▶ **Текст**
Теоретическая основа и методология исследования - широкий круг современных музыковедческих, литературоведческих, лингвистических и общенаучных подходов, направленных на постижение многоликого феномена научно-музыкального высказывания. Именно сложностью того, что можно определить как «современное музыковедческое произведение», обусловлено многообразие методологического ряда, включающего стилевой, биографический, сравнительно-исторический и культурно-исторический методы, системный подход и структурный анализ, компаративистику, герменевтику, текстологию, лексикографию. Сферу особого методологического применения представляют в данном исследовании новейшие подходы отечественной и зарубежной науки, созвучные исканиям современного музыковедения. С этими подходами связана заметная и динамично развивающаяся область применения таких понятий, которые в определенной степени актуальны и для нашей работы: дискурс, концепт, интертекст, постструктурализм, постмодернизм и т.д.

▶ **Задания**
1 > Ответьте на вопросы по тексту о методологии исследования.
(a) Чем обусловлено многообразие методологического ряда?
(b) Какие методы включает этот методологический ряд?
(c) Какие понятия названы в определенной степени актуальными для работы?
2 > Продолжите текст о методологии музыковедческого исследования, начав сразу после его последнего предложения.
Записи представляют собой отдельный материал, не связанный с текстом.

Записи для определения местоположения
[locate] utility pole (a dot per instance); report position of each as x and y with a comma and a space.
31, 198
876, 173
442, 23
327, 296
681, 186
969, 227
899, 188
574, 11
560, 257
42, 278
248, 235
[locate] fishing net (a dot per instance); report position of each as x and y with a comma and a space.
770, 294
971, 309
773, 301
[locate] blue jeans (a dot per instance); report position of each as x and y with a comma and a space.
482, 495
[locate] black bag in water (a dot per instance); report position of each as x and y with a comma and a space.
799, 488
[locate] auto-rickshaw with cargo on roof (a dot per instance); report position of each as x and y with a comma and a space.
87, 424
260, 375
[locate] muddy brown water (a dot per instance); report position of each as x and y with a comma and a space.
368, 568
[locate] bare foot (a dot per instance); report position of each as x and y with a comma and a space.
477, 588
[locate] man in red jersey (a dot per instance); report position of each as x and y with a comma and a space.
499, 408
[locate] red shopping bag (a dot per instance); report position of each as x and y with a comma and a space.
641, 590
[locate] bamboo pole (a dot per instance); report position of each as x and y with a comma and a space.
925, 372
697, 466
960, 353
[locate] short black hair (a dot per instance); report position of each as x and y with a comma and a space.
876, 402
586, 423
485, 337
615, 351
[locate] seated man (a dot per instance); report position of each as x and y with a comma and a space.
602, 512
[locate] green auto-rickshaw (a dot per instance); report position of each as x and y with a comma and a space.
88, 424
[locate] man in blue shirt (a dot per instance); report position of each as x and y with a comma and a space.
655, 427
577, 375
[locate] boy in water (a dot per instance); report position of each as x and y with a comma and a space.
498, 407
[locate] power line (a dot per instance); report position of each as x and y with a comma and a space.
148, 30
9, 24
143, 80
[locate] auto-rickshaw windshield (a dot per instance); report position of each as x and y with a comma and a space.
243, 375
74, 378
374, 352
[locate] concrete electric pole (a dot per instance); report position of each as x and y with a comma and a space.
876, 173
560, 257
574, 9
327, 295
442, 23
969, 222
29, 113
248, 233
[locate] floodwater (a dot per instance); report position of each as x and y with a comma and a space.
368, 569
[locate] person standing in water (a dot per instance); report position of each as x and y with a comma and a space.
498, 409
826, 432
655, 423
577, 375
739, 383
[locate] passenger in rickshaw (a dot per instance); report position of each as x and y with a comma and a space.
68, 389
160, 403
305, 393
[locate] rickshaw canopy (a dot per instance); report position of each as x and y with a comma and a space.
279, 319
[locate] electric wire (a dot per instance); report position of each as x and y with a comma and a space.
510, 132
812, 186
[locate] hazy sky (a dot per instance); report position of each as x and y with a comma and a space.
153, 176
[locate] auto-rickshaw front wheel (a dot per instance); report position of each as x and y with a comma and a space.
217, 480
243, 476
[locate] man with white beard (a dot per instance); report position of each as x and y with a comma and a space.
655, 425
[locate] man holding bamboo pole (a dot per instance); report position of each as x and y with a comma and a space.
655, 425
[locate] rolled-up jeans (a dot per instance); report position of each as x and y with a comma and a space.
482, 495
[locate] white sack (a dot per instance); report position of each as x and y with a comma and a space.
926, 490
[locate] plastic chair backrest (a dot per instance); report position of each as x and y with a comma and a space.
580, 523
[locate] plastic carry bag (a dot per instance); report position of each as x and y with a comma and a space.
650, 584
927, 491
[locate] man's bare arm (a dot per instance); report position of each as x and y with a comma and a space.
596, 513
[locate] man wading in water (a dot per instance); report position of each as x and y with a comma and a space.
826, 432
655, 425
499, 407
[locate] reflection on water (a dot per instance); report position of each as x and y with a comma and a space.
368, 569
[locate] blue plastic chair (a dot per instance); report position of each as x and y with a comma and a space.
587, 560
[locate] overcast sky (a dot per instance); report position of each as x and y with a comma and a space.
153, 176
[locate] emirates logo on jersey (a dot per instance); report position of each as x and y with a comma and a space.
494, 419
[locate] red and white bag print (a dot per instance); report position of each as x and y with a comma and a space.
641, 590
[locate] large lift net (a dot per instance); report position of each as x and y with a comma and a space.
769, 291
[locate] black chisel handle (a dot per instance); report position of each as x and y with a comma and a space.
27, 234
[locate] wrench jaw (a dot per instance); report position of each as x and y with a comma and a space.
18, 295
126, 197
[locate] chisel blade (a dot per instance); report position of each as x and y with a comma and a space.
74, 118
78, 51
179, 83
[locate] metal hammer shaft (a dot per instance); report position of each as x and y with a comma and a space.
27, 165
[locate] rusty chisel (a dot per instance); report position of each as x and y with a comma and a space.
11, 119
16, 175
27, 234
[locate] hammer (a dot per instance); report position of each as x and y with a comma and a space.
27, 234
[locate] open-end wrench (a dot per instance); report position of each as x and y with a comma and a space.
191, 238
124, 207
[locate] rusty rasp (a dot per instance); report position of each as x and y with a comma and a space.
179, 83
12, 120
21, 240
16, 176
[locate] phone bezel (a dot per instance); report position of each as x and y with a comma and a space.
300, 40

▶ **Ответы к заданиям**
1 >
(a) Сложностью того, что можно определить как «современное музыковедческое произведение».
(b) Стилевой, биографический, сравнительно-исторический и культурно-исторический методы, системный подход и структурный анализ, компаративистику, герменевтику, текстологию, лексикографию.
(c) Дискурс, концепт, интертекст, постструктурализм, постмодернизм и т. д.

2 >
Востребованными оказались и базовые аспекты музыкальной теории, в частности те, что связаны с логикой становления музыкальной формы. Многие из них подтверждают свою жизнеспособность и на музыковедческих объектах. В возможности такого методологического сближения обнаруживает себя глубокое родство музыкально-художественного феномена и научного слова о нем.
Научная новизна работы определяется несколькими факторами, среди которых:
• постановка новой генеральной проблемы, разработанной в виде разветвленного древа «субпроблем»;
• особый характер объекта исследования, представленного совокупностью музыковедческих трудов последнего десятилетия с позиции их творческого (стилевого) единства;
• разработка методологического аппарата, впервые целенаправленно и систематически примененного к рассмотрению музыковедческих произведений.
• результаты исследования, полученные на основе изучения разнообразных музыкальных фактов и дающие системное представление о стиле музыковедческих произведений исследуемого периода.
Учитывая ту естественную сложность, что возникла при первоначальном конструировании «образа проблемы», представляется необходимым объяснение структурного решения исследования.
В его двух частях разграничены понятия «текст» и «произведение»: поскольку такое разграничение уже принято в науке,12 в задачи работы не входило добавление новых соображений к уже имеющимся.
Первая часть представляет «введение в проблему научного текста» и содержит тот необходимый круг «предыстории» и «установок», исходя из которых проблема обретает свой предметный контур.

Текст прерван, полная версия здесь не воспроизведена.